■ **EXERCISE**
Could you repeat word for word the stretch of the items below that runs from the line containing "Please mark the alloy" through the last line of the items?

■ **RECORDED DATA**
────────

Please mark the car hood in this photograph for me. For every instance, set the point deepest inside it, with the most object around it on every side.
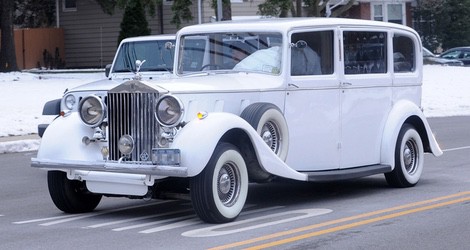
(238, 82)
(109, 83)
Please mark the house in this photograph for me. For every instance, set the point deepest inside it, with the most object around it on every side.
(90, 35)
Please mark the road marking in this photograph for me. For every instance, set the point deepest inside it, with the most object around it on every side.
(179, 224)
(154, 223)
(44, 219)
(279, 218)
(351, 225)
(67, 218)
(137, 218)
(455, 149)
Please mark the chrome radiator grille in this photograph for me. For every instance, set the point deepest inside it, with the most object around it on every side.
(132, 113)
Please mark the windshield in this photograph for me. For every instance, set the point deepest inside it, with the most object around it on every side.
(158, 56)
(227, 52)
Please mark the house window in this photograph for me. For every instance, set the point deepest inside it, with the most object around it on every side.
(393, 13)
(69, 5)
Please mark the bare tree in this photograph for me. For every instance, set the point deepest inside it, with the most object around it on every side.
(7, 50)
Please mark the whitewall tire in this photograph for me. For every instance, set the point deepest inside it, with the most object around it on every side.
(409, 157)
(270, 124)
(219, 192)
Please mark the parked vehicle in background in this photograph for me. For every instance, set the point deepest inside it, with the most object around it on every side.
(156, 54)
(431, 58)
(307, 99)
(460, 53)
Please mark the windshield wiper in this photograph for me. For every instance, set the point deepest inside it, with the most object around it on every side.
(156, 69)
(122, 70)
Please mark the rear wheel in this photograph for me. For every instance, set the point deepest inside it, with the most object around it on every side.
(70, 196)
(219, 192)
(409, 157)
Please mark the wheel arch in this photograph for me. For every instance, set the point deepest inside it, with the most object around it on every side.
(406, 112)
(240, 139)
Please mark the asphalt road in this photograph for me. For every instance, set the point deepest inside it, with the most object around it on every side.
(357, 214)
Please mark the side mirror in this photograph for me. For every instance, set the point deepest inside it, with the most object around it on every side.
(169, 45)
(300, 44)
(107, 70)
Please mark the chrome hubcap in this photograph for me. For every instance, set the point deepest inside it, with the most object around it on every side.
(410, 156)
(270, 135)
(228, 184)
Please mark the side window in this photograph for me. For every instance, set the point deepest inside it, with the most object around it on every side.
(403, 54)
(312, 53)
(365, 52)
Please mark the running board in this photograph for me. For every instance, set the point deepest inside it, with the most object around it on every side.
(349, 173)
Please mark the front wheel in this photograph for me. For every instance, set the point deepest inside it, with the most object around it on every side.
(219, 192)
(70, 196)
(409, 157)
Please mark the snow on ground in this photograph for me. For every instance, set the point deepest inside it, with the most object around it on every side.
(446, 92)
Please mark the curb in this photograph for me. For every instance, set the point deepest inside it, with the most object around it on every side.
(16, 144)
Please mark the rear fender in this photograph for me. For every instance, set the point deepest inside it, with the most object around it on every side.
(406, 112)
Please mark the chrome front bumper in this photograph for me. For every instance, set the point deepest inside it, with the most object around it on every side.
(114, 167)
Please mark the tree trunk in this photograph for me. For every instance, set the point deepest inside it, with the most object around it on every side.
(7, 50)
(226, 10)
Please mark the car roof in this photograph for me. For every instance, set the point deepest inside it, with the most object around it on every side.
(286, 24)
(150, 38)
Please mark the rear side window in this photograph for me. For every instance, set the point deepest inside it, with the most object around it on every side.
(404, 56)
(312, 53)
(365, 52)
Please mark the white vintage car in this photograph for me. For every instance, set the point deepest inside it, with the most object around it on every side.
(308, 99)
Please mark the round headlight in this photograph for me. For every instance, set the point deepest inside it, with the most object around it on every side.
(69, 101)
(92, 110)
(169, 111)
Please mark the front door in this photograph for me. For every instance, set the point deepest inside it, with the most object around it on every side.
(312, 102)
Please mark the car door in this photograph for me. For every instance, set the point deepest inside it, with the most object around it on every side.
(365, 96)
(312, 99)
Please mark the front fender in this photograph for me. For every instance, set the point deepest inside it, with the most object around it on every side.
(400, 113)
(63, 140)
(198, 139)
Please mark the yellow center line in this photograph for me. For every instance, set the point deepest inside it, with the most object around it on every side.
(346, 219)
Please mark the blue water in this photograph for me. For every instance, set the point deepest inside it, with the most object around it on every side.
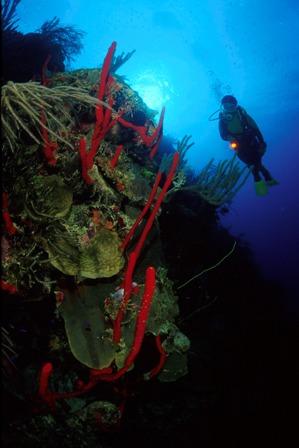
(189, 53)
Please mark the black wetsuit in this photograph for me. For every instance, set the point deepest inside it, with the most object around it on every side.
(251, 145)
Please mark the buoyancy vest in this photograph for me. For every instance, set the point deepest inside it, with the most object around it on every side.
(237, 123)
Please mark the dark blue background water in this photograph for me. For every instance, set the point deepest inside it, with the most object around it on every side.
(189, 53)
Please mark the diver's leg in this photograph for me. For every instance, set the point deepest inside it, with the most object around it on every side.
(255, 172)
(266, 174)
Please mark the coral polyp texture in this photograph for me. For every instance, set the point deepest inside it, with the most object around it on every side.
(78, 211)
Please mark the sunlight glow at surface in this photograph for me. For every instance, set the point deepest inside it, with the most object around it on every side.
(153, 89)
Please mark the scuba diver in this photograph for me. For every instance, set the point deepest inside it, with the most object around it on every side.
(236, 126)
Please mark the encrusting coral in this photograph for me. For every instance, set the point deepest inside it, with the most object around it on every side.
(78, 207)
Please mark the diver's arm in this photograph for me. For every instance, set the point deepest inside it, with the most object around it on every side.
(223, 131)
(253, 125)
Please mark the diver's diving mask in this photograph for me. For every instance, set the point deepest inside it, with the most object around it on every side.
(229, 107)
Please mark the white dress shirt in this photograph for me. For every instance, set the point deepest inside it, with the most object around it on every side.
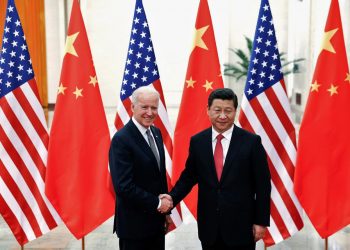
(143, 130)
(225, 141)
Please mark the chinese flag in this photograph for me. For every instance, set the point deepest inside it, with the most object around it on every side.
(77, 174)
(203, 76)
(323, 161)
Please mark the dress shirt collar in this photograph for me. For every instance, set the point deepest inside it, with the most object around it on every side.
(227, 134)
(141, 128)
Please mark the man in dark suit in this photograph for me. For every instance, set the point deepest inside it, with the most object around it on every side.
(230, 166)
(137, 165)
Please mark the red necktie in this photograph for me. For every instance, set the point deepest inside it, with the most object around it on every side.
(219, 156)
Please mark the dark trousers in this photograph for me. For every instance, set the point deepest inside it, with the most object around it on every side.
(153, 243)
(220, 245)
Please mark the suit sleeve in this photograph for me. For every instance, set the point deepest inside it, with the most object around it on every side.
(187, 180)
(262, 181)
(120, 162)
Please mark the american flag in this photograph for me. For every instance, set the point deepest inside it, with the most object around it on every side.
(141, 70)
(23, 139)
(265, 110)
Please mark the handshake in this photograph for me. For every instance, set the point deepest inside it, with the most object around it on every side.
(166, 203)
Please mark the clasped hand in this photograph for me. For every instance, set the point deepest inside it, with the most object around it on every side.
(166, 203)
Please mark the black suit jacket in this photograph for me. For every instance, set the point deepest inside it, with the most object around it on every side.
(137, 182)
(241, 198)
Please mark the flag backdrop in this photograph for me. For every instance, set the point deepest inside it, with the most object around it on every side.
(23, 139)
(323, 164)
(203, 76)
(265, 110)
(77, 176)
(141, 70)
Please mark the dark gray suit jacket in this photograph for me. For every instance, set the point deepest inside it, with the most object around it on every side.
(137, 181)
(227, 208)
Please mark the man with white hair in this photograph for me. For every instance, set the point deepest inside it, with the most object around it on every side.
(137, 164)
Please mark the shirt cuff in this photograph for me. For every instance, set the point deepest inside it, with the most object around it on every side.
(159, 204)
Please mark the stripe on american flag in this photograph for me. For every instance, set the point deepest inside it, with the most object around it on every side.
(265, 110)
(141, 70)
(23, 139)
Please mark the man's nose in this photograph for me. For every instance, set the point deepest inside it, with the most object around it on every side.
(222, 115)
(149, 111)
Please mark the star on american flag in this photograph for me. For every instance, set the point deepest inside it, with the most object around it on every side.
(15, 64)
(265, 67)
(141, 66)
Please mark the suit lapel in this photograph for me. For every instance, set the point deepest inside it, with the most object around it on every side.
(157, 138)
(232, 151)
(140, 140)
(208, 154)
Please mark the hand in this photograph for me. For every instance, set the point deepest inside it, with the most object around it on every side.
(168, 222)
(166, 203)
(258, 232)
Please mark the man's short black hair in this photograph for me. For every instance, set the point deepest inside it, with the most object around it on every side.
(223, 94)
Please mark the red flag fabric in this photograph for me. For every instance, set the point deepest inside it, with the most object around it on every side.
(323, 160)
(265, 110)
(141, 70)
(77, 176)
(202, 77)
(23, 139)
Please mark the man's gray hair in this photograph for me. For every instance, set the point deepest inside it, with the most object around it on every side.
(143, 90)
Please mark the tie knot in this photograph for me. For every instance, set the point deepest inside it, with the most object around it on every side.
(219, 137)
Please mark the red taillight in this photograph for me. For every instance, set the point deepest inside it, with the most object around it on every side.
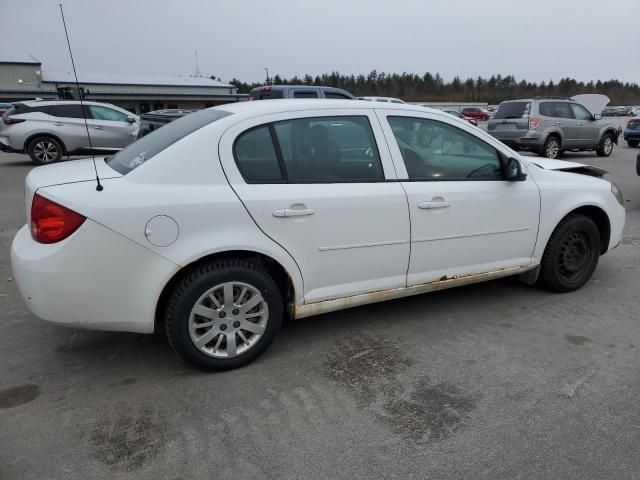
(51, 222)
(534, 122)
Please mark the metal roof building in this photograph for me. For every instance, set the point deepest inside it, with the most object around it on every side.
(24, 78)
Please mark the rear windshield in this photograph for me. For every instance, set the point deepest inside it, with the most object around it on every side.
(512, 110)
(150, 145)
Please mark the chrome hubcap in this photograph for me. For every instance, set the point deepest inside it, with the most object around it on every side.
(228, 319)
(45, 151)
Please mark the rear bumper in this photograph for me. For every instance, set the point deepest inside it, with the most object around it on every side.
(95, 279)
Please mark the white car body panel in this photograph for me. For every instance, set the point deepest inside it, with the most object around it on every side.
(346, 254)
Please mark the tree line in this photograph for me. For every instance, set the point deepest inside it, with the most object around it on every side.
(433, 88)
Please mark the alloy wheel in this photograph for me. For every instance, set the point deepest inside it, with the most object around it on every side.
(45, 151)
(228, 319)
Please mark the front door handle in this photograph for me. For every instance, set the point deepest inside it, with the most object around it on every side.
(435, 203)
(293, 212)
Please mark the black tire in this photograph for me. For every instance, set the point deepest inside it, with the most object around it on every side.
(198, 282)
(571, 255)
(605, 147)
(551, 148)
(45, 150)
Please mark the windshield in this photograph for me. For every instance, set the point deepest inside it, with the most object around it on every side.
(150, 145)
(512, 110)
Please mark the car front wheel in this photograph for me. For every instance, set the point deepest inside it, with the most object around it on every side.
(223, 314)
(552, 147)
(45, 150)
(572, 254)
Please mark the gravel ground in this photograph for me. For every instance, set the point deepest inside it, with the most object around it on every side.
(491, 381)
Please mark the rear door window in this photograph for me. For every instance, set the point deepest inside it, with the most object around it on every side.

────────

■ **FINISHED ANSWER**
Please mark the alloy wheel in this photograph for me. For every instance, set the point deepest inside it, with the most object around it on every side.
(45, 151)
(228, 319)
Please mark the front door handle in this photograph for me. For every instance, set the point deepest inside it, with the most object around it on every side.
(435, 203)
(293, 212)
Please mark the black tire in this photograph for me. For every instance, set the point deepest inside it, with the most object around it on every side.
(198, 282)
(571, 255)
(605, 147)
(551, 148)
(45, 150)
Please mark the windshield in this photograph for me. For every instance, set the point deepest inside it, with the most object around it on every side.
(150, 145)
(512, 110)
Please mark the car front wheel in this photograph for me. For every instance, set the point deepest inside it, with the most object around it on every side.
(223, 314)
(552, 147)
(45, 150)
(572, 254)
Please mark the gravel ground in this photograph for me. For every instance, set the point deepest inside it, with the most object around it on every side.
(491, 381)
Please mark the rear door window in this photograph for me. For every instance, set the point deepest inside it, with the most object around it on every side.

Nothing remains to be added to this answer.